*DATA SECTION*.
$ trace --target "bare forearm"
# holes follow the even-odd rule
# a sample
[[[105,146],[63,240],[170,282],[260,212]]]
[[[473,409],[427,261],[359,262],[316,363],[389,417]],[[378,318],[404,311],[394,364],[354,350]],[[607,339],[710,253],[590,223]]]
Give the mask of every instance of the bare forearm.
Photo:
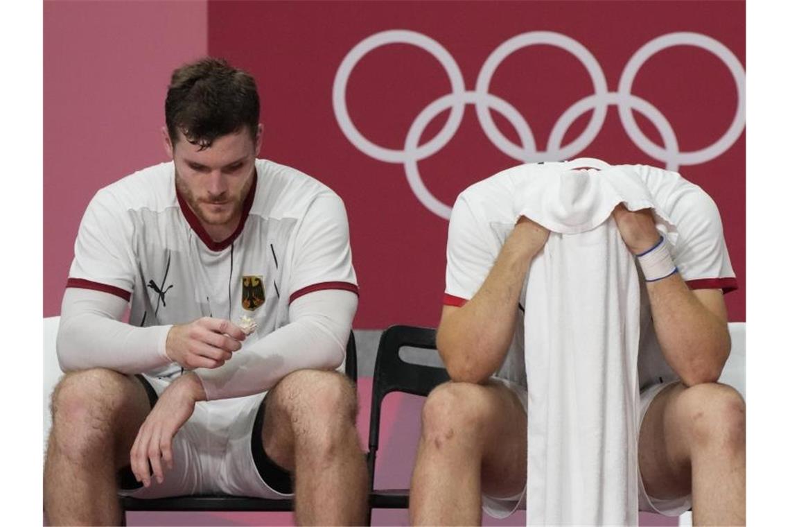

*DIRECTIVE*.
Print every line above unchanged, but leave the picture out.

*WRITTEN ANSWER*.
$ trace --target "bare forearm"
# holes follow the even-odd rule
# a sample
[[[105,146],[63,240],[170,282],[260,212]]]
[[[473,409],[427,261],[359,262],[316,363],[389,417]],[[378,318],[404,311],[394,364],[354,350]],[[607,339],[710,253],[590,223]]]
Give the mask of every instance of the bare forearm.
Photo:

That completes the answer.